Text segment -
- - - - - - -
Mathematics of Data Science and AI
The 21st century, often called the data age, is characterized by the immense collection of information from diverse sources like social media, healthcare, or retail, highlighting the significance of Data Science and AI. These disciplines transform how we analyze and interpret this data deluge, facing challenges posed by diverse data types and the sheer amount of the available data. The adoption of sophisticated AI and data science techniques is crucial for the efficient management, analysis, and storage of data.

Mathematics serves as the backbone for these AI and data science methodologies, providing a robust and analyzable foundation. Particularly, AI-driven deep neural networks have outperformed conventional models, marking significant advancements. Yet, their mathematical bases are still intensively researched. The field melds classical mathematics - like harmonic analysis, functional analysis, and linear algebra - with AI, fostering innovative, interdisciplinary solutions to real-world issues. Scientists in this field are not merely formulating mathematical theories; they collaborate across various disciplines, harnessing AI and data science power to tackle real-world challenges in an interdisciplinary and transdisciplinary manner.


Berlin research groups
Berlin is home to a diverse range of research areas within the fields of AI and data science, which collectively contribute to the broader landscape in a unique way:

AI for Dynamical Systems
Artificial Intelligence (AI) has shown significant promise in understanding and predicting dynamical systems. By leveraging mathematical models and algorithms, researchers in Berlin are pioneering methods to integrate AI into the study of complex systems, from molecular systems to biological processes. These methods aim to enhance the accuracy and efficiency of predictions, bridging the gap between theoretical mathematics and real-world applications.

Optimization for AI
Optimization plays a crucial role in the efficiency and effectiveness of AI algorithms. Berlin researchers are at the forefront of developing advanced optimization techniques tailored for AI, ensuring that machine learning models are both accurate and computationally efficient. These techniques are pivotal in refining AI models, making them more adaptable and responsive to diverse datasets.
- - - - - - -
Data for review -
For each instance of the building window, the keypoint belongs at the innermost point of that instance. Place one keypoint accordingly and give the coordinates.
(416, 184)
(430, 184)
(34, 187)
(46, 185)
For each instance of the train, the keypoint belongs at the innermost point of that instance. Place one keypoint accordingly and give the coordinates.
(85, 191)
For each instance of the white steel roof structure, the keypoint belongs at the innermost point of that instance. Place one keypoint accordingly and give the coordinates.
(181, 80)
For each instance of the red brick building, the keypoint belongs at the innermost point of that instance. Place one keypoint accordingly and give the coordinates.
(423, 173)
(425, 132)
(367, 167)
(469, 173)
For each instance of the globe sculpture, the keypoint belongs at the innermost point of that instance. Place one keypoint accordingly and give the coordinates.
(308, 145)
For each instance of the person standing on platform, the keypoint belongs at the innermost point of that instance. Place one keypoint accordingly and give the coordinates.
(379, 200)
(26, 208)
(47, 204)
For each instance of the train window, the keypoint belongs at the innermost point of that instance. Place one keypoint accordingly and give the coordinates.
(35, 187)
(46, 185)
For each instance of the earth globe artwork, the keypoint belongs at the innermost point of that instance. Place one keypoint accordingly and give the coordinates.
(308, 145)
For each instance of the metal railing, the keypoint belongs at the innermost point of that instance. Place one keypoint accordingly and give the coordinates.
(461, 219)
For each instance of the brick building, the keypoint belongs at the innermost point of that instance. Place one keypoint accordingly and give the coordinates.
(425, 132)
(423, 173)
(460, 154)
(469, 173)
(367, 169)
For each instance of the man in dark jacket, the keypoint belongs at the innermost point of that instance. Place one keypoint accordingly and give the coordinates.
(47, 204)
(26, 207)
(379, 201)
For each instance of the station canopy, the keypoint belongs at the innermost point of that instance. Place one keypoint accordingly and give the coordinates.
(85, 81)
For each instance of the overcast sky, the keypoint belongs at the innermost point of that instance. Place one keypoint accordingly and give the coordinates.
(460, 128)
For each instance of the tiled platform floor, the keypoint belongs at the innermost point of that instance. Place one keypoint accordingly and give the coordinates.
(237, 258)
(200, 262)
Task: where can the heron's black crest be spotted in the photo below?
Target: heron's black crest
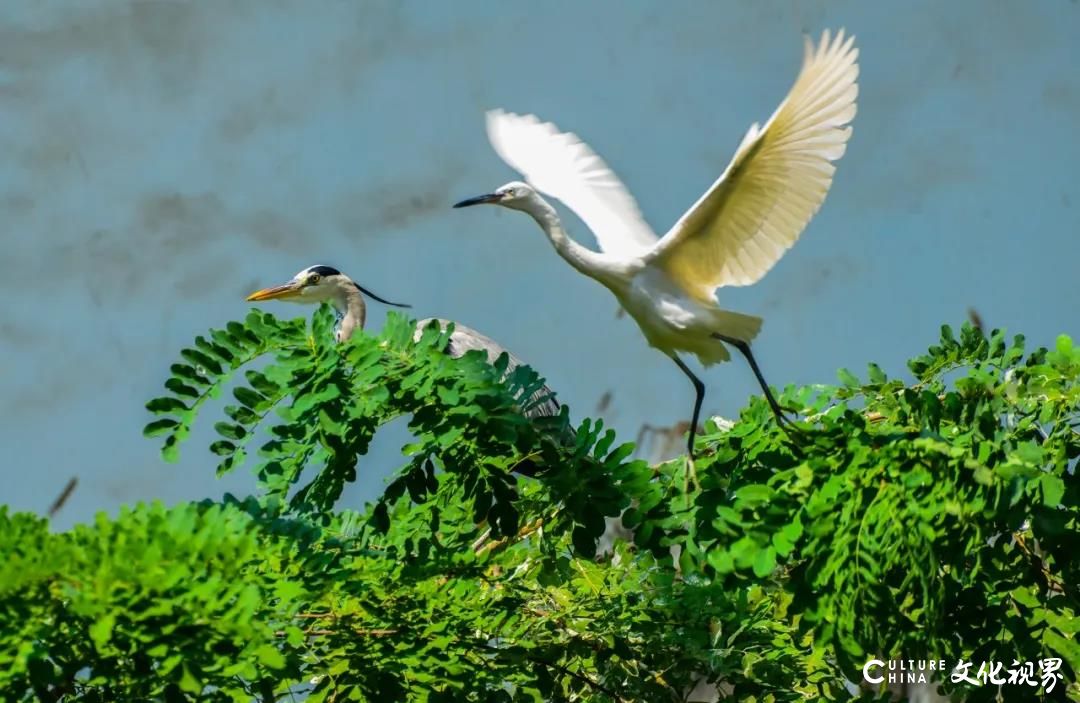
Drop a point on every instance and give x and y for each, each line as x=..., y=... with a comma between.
x=324, y=270
x=375, y=297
- - - - - - -
Directions - Supply the next part of the text on the mathematics of data science and AI, continuing it from its final sentence.

Result of the exercise -
AI-based Data Analysis
With the explosion of data in various fields, AI-driven data analysis methods are becoming indispensable. Berlin's mathematical community is actively involved in creating robust AI tools that can sift through vast amounts of data, uncovering patterns, anomalies, and insights that traditional methods might miss. The aim is to harness the power of AI to transform raw data into actionable insights, building digital twins, or aiding decision-making processes across various sectors, such as medicine, transportation or energy. 

Foundations of AI
The comprehension of AI's fundamental principles is of vital importance given the extensive range of its applications. The mathematical scientists in Berlin are actively engaged in exploring the fundamental theoretical foundations of artificial intelligence (AI), thereby ensuring that the advancements in this field are firmly rooted in robust mathematical principles. Key questions of Berlin-based research lie, for example, at the interface between geometry and AI, in understanding the approximative qualities of AI-based methods for high-dimensional problems, or in contrasting “small data” learning challenges and “data-hungry” AI-tools like Deep Learning.


  Tim Conrad
Mathematical Data Science and AI in Health

Our research focuses on mathematical data science and AI methodologies, including interpretable deep learning for biomarker detection and efficient multi-label classification pipelines for large medical datasets, showcasing our commitment to enhancing health outcomes through technological innovation. We also work on models and efficient frameworks for scenarios simulations in epidemics, improving public health strategies by providing a deeper understanding of disease dynamics.

 ZIB

  Martin Eigel

Uncertainty Quantification and Scientific Machine Learning

High-dimensional problems are ubiquitous and require the development of new numerical approaches which exploit inherent structures, in particular different types of regularity. Uncertainty Quantification is a popular research area where such problems occur due to the modelling of physical processes with parametric random PDEs. This especially also includes related Bayesian inverse problems to determine parameter distributions from measurements. In addition to techniques from Scientific Machine Learning with neural networks, tensor networks have also proven to be a potent tool to represent these problems efficiently.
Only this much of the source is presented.